> _Document extract_
----------

A lovely post alex! This novella also rewhetted my appetite for Zweig considering I read his first novel about 8 years of so ago.

I wrote the following (sort of a mini-review) after reading the novel:
Can a woman forget all her values and morals and throw herself into an affair without guilt or remorse? Can she go against her character and do something so incredibly spontaneous to which others question her actions and she questions her actions as well? It's the story of what can happen in 24 hours in the life of a woman.

Zweig takes us through an incredible and emotional journey in this novella. We are the ones debating in the hotel garden, we are the ones walking through the casino observing the hand movements of players, we are the ones under the rain. Because Zweig manages to make of us a character; the observer.

Truly marvelous and a great way to come back to Zweig after enjoying Pitie dangereuse (Beware of Pity) so long ago. I will not again let so much time pass before I read another Zweig.


To continue with what you wrote though Alex, you mentioned how Zweig sucks you in. I very much agree. I feel he is the master of the confession and master of those emotions that I feel some authors are afraid to touch. You finish a chapter and can't help but keep going. The scene at the casino with the hands was so quite enthralling. Since then I've compared the hands to the faces of the guys across me on poker night and on other occasions. Really changes how you view people.

As for the translator, I read Zweig in French so I cannot comment on the translations in English.

I have this story in an anthology where each story is preceded with a prefix. I will have to look at it and comment here. Last I checked it made some references to Freud and Dostoevsky.

Thanks again for the lovely first post!

4lilisin
Jan. 5, 2010, 1:43 pm

I read Amok last year and this was my reaction:

I knew that if I went back to Zweig my reading rut would end. I just started and finished Amok. As always, Zweig never ceases to amaze me. Short but powerful. Master of the confessional monologue and extreme but raw emotion. I mean, how can you not fall in love with a man who can write sentences such as this:

"J'etais comme dans un bain, ou de l'eau chaude tombe d'en haut sur vous, avec cette difference qu'ici c'etait de la lumiere qui coulait, blanche et tiede, sur mes mains, qui m'enveloppait doucement les epaules et la tete et qui, en quelque sorte, paraissait vouloir penetrer dans mon etre, car toute torpeur s'etait brusquement eloignee de moi." (pg. 20)

----------

> _Stored records_
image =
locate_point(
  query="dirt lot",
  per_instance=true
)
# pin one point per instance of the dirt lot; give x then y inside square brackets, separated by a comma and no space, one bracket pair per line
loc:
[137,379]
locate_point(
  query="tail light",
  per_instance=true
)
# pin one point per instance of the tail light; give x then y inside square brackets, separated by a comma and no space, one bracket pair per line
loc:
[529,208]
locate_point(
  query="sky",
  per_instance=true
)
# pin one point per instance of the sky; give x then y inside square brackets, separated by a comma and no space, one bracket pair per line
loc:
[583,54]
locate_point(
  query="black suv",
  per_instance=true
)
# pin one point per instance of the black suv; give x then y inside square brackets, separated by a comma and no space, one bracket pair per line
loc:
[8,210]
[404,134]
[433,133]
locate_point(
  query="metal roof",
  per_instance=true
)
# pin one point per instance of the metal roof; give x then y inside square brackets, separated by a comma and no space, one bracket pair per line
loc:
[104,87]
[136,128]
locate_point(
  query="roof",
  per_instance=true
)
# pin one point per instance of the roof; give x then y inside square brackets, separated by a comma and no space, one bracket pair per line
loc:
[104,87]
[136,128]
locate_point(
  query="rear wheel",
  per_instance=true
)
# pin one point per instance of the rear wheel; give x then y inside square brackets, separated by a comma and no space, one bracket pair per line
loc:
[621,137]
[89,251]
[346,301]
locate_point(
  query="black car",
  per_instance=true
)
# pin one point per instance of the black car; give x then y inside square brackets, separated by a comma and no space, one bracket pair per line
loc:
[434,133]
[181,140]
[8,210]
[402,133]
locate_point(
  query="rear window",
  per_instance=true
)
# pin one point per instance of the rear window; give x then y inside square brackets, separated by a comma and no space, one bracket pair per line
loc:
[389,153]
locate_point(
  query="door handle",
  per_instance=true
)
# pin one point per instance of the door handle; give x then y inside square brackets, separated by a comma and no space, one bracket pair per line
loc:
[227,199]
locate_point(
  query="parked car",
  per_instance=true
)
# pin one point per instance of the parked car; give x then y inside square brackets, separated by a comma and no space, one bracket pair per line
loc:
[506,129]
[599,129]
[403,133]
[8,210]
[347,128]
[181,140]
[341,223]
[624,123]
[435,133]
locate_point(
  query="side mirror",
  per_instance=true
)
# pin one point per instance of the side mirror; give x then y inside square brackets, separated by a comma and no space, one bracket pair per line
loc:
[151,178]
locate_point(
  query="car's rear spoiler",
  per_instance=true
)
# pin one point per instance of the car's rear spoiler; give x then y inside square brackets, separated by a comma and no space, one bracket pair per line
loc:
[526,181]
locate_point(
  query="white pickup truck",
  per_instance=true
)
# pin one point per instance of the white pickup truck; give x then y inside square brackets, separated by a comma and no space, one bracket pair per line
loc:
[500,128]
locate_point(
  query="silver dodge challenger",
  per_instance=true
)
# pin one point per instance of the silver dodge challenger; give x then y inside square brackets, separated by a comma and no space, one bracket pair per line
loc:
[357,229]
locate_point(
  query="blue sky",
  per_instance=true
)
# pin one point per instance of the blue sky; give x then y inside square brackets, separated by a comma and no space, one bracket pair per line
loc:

----------

> _Tasks to perform_
(1) Retype the stretch of the Zweig comments from "I have this" through "lovely first post!".
(2) In the Zweig comments, why does the writer say they can't comment on the English translations?
Work from the text alone.

> _The results_
(1)
I have this story in an anthology where each story is preceded with a prefix. I will have to look at it and comment here. Last I checked it made some references to Freud and Dostoevsky.

Thanks again for the lovely first post!

(2) The writer read Zweig in French, so they can't judge the English translations.